§ **Problem details**
Only the lines from the one containing "# Outline the region of every instance of the raw" through the last line below should be written out, exactly and with both ends kept.

Outline annotation records
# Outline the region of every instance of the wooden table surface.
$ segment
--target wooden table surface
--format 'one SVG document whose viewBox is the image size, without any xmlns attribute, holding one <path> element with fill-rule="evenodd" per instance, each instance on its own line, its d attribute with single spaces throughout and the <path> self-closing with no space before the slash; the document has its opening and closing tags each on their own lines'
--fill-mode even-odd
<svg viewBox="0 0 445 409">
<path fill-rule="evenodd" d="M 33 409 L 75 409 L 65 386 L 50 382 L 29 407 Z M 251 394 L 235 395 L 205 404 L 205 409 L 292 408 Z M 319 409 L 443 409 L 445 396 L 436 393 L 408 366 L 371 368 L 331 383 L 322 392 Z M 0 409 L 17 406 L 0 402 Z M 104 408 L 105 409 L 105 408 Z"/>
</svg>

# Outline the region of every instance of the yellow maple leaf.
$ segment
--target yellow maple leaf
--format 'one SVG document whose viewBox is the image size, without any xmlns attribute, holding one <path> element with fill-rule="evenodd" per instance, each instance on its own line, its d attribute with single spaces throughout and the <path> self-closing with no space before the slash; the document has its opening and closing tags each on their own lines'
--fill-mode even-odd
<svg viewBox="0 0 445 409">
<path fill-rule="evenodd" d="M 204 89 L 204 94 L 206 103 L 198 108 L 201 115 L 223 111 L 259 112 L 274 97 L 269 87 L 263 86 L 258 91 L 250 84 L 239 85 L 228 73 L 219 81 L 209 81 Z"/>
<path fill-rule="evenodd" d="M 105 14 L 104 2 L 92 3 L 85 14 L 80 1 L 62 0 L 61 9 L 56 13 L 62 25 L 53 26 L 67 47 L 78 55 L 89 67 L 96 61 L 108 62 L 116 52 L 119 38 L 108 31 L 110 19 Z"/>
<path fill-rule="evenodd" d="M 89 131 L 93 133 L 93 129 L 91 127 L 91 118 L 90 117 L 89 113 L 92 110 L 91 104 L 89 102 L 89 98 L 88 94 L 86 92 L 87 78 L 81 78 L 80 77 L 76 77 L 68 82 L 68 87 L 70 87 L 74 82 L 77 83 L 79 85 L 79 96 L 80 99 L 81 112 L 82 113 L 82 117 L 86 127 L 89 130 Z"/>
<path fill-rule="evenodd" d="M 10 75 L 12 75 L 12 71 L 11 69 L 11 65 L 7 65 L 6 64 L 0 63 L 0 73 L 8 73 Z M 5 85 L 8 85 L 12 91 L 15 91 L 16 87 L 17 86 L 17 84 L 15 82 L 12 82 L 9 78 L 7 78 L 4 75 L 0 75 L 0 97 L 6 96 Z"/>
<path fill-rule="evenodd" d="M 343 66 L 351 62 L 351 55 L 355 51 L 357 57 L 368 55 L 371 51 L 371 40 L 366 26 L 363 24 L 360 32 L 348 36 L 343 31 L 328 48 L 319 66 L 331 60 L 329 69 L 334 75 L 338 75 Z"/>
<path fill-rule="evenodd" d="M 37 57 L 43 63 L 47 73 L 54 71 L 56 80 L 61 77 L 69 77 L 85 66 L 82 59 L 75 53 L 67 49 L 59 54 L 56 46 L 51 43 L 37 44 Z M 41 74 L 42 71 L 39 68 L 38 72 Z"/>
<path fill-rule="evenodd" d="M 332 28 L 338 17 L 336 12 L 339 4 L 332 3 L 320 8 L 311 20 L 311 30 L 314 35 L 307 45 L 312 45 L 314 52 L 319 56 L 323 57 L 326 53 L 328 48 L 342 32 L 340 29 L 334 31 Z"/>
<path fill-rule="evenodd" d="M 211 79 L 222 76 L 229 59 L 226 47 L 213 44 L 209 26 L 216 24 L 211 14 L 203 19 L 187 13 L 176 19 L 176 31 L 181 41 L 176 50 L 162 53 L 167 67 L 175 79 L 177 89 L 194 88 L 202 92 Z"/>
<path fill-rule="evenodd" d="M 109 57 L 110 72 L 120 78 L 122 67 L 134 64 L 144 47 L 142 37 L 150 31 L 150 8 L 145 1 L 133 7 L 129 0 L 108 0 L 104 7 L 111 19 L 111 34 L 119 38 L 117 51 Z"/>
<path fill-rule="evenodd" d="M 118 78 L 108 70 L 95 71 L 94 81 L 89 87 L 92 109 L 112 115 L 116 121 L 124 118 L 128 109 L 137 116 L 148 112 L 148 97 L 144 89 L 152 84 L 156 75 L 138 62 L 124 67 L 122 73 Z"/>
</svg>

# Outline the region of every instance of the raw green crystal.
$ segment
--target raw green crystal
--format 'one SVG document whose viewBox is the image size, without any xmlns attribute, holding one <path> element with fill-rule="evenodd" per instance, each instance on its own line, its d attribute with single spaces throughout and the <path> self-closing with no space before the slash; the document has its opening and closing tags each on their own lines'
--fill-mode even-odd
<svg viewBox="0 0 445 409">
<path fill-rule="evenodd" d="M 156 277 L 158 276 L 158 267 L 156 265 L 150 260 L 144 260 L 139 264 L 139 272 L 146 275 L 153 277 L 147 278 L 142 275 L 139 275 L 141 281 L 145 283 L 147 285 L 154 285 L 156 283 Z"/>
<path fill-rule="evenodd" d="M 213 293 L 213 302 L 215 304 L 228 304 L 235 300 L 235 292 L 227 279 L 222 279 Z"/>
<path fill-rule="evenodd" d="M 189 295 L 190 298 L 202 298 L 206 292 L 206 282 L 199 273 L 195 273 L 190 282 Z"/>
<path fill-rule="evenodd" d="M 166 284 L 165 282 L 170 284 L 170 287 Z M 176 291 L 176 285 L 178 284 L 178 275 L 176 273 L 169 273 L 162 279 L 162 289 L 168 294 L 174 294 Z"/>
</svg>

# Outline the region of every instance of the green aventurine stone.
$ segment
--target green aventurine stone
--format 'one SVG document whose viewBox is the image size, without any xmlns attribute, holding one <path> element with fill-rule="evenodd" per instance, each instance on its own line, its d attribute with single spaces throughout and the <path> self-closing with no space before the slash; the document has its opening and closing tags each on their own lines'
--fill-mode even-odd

§ **Complete output**
# Outline the region of every instance of the raw green crystal.
$ segment
--target raw green crystal
--format 'one SVG document whose viewBox is the image size, without any xmlns attribute, holding one <path> element with fill-rule="evenodd" per instance, each instance on its own line, its d attribute with single spaces throughout and the <path> self-closing with no space before the slash; the document has its opening and closing tags each on their own lines'
--fill-mode even-odd
<svg viewBox="0 0 445 409">
<path fill-rule="evenodd" d="M 156 277 L 158 276 L 158 267 L 156 265 L 150 260 L 144 260 L 139 264 L 139 272 L 146 275 L 153 277 L 147 278 L 142 275 L 139 275 L 141 281 L 145 283 L 147 285 L 154 285 L 156 283 Z"/>
<path fill-rule="evenodd" d="M 213 293 L 213 302 L 215 304 L 228 304 L 235 300 L 235 292 L 227 279 L 222 279 Z"/>
<path fill-rule="evenodd" d="M 189 295 L 190 298 L 202 298 L 206 292 L 206 282 L 199 273 L 195 273 L 190 282 Z"/>
<path fill-rule="evenodd" d="M 166 284 L 165 282 L 170 284 L 170 287 Z M 176 291 L 176 285 L 178 284 L 178 275 L 176 273 L 169 273 L 162 279 L 162 289 L 168 294 L 174 294 Z"/>
</svg>

# Outline the region of every instance of the green aventurine stone.
$ segment
--target green aventurine stone
--format 'one SVG document whose viewBox is the image size, without any xmlns attribute, holding one <path> element with fill-rule="evenodd" per instance, each instance on its own line, its d attribute with single spaces throughout and the <path> self-closing with no space before the slash; the document has its opening and closing tags each on their own lines'
--fill-mode even-odd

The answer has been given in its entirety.